§ Entries from a point annotation set:
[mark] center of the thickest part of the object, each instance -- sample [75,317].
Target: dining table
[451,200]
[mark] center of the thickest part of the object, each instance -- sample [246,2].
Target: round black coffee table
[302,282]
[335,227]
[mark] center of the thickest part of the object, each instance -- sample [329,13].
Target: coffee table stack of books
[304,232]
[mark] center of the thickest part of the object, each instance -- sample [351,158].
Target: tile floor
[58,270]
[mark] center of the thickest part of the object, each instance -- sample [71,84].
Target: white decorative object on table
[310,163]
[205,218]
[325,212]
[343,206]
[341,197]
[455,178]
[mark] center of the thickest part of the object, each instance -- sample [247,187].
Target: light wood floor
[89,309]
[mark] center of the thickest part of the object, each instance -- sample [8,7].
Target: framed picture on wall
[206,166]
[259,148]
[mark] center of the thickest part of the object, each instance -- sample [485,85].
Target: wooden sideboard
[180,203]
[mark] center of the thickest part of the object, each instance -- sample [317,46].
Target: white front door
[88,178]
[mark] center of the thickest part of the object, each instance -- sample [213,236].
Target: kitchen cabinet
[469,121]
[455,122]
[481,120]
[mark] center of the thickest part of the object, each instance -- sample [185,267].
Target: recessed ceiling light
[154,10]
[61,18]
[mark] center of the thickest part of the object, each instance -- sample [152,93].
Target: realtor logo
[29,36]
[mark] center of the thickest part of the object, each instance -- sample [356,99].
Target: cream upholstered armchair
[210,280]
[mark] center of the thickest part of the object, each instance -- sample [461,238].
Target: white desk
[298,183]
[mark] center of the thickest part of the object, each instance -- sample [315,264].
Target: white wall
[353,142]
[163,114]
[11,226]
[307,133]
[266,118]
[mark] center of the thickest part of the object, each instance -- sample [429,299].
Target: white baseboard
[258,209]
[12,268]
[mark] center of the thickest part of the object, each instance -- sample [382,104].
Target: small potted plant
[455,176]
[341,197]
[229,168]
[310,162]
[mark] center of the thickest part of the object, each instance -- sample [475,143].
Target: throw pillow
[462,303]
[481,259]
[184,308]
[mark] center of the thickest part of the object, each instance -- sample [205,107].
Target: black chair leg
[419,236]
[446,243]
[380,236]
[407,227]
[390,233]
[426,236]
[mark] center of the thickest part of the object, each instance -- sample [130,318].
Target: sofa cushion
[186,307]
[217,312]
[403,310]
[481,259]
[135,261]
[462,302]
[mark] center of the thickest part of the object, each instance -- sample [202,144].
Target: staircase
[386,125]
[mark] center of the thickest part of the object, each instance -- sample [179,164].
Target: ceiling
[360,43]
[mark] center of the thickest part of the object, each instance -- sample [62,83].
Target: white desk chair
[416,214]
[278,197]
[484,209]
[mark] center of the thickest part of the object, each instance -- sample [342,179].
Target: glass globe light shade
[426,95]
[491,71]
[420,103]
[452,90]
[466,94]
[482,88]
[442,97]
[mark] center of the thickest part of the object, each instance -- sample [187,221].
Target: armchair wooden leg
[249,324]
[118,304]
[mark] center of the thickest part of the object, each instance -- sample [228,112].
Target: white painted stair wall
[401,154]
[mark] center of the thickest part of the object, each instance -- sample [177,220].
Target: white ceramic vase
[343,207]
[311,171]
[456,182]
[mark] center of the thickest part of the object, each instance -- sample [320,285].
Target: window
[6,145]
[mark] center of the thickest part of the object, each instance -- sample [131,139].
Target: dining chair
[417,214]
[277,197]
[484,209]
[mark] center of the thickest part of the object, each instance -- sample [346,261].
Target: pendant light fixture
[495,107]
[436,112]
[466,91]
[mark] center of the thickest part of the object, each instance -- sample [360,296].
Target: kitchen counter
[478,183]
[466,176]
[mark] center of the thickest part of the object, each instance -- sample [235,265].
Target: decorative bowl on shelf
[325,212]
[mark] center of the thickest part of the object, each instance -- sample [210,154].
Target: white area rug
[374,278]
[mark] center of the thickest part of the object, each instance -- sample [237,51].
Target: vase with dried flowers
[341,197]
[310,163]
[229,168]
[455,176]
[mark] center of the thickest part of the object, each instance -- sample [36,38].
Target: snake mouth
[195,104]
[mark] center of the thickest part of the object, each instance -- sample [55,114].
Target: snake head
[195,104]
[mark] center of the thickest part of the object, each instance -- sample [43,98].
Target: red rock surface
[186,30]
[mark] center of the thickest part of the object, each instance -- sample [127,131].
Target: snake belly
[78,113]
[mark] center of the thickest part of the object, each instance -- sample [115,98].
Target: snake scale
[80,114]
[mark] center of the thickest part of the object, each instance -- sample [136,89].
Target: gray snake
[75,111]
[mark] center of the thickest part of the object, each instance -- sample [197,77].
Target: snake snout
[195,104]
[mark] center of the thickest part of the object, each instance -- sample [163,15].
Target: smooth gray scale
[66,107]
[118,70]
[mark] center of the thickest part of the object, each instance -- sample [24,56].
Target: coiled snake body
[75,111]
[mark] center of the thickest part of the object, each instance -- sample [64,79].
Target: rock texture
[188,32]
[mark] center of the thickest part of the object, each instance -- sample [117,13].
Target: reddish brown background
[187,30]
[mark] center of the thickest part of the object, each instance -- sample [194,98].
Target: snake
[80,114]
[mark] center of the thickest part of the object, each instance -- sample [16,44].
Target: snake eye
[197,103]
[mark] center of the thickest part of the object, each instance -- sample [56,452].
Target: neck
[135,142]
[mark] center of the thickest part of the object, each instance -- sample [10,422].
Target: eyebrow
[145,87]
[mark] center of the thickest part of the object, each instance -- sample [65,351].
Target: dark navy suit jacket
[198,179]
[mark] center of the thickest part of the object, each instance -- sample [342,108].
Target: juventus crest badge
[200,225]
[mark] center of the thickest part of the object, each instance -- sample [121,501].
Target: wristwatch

§ WRITTEN PROBLEM:
Output the whole listing above again, word for word.

§ REPLY:
[mark] center of the thickest part of the object, each instance -- sample [75,317].
Target: dining table
[451,200]
[mark] center of the thickest part of the object, each instance -- sample [246,2].
Target: round black coffee table
[302,282]
[335,227]
[mark] center of the thickest part of the object, each instance -- sample [329,13].
Target: coffee table stack of books
[304,232]
[mark] center of the thickest part of the object, each instance -- sample [351,158].
Target: tile floor
[58,270]
[mark] center of the thickest part of the object, each instance -- sample [71,84].
Target: white decorative object on table
[310,163]
[205,218]
[325,212]
[343,206]
[341,197]
[455,178]
[mark] center of the thickest part of the object, each instance -- sample [247,187].
Target: light wood floor
[89,309]
[mark] center of the thickest part of the object, each instance -- sample [8,7].
Target: framed picture on wall
[206,166]
[259,148]
[mark] center of the thickest part of the object, each instance -- sample [485,85].
Target: wooden sideboard
[180,203]
[mark] center of the thickest part of the object, each instance -- sample [317,46].
Target: white front door
[88,178]
[mark] center of the thickest part of the object, each instance -- sample [213,236].
Target: kitchen cabinet
[469,121]
[455,122]
[481,120]
[mark] center of the thickest part of the object, each instance -- sample [185,267].
Target: recessed ceiling light
[154,10]
[61,18]
[mark] center of the thickest part of the object, each instance -- sample [152,93].
Target: realtor logo
[29,36]
[mark] center of the thickest part of the object, each instance -- sample [356,99].
Target: cream upholstered armchair
[210,280]
[mark] center of the thickest part of the object, each instance -- sample [461,238].
Target: white desk
[298,183]
[mark] center of the thickest part of the object, each instance -- sample [315,264].
Target: white wall
[353,142]
[163,114]
[11,226]
[307,133]
[266,118]
[mark] center of the thickest part of the object, each instance -- sample [429,299].
Target: white baseboard
[258,209]
[12,268]
[mark] center of the thickest part of the object, each instance -- sample [382,104].
Target: small potted plant
[455,176]
[341,197]
[229,168]
[310,162]
[mark] center of the thickest part of the object, each instance -- sample [475,143].
Target: throw pillow
[462,303]
[481,259]
[184,308]
[mark] center of the thickest part of the object, each instance -- sample [205,107].
Target: black chair leg
[419,236]
[446,243]
[380,236]
[407,227]
[390,233]
[426,236]
[mark] center of the thickest part of the object, each instance -- sample [130,318].
Target: sofa cushion
[186,307]
[217,312]
[403,310]
[481,259]
[135,261]
[462,302]
[mark] center of the thickest part of the object, each instance -- sample [202,144].
Target: staircase
[386,125]
[mark] center of the thickest part of the object, each instance -- sample [179,164].
Target: ceiling
[360,43]
[mark] center of the thickest part of the object, each instance -- sample [62,83].
Target: white desk chair
[416,214]
[278,197]
[484,209]
[mark] center of the thickest part of the object, each instance -- sample [342,179].
Target: glass globe light shade
[426,95]
[491,71]
[420,103]
[452,90]
[466,94]
[482,88]
[442,97]
[mark] center of the thickest part of the object, each instance -- sample [187,221].
Target: armchair wooden leg
[249,324]
[118,304]
[mark] center of the thickest part of the object, each instance -- sample [228,112].
Target: white painted stair wall
[401,154]
[mark] center of the thickest part of the object, each instance -- sample [177,220].
Target: white ceramic vase
[343,207]
[311,171]
[456,182]
[mark] center of the thickest part of the object, each instance -- sample [320,285].
Target: window
[6,145]
[mark] center of the thickest part of the object, each instance -- sample [131,139].
Target: dining chair
[417,214]
[277,197]
[484,209]
[mark] center of the thickest part of the object, each instance -- sample [346,261].
Target: pendant light fixture
[495,107]
[436,112]
[466,91]
[mark] center of the thickest part of the object, each instance -- sample [360,296].
Target: kitchen counter
[478,183]
[466,176]
[mark] center of the thickest part of the object, each instance -- sample [235,265].
Target: decorative bowl on shelf
[325,212]
[mark] center of the thickest part of the object, each instance -- sample [210,154].
Target: white area rug
[374,278]
[mark] center of the thickest part of the object, each instance -- sample [237,51].
Target: vase with dried flowers
[341,197]
[310,163]
[229,168]
[455,176]
[mark] center of the thickest part of the object, each instance -- sample [36,38].
Target: snake mouth
[195,104]
[mark] center of the thickest part of the object, each instance -- sample [55,114].
Target: snake head
[195,104]
[mark] center of the thickest part of the object, each instance -- sample [43,98].
Target: red rock surface
[186,30]
[mark] center of the thickest part of the object, each instance -- sample [127,131].
Target: snake belly
[78,113]
[mark] center of the thickest part of the object, each instance -- sample [115,98].
Target: snake scale
[80,114]
[mark] center of the thickest part of the object, each instance -- sample [136,89].
Target: gray snake
[75,111]
[mark] center of the thickest part of the object, each instance -- sample [197,77].
Target: snake snout
[195,104]
[mark] center of the thickest part of the object, each instance -- sample [163,15].
Target: smooth gray scale
[66,107]
[118,70]
[mark] center of the thickest part of the object, each instance -- sample [24,56].
Target: coiled snake body
[75,111]
[mark] center of the thickest part of the object, each instance -- sample [64,79].
Target: rock texture
[188,32]
[mark] center of the thickest part of the object, each instance -- sample [117,13].
Target: reddish brown background
[187,30]
[mark] center of the thickest part of the object, each instance -- sample [194,98].
Target: snake
[80,114]
[mark] center of the thickest part of the object, each instance -- sample [16,44].
Target: snake eye
[197,103]
[mark] center of the thickest part of the object, each instance -- sample [56,452].
Target: neck
[135,142]
[mark] center of the thickest part of the object, each instance -- sample [10,422].
Target: eyebrow
[145,87]
[mark] center of the thickest part of the object, each instance -- sample [65,351].
Target: dark navy suit jacket
[198,179]
[mark] center of the thickest part of the object, each instance -- sample [342,108].
Target: juventus crest badge
[200,225]
[mark] center of the thickest part of the object, each instance -- sample [121,501].
Target: wristwatch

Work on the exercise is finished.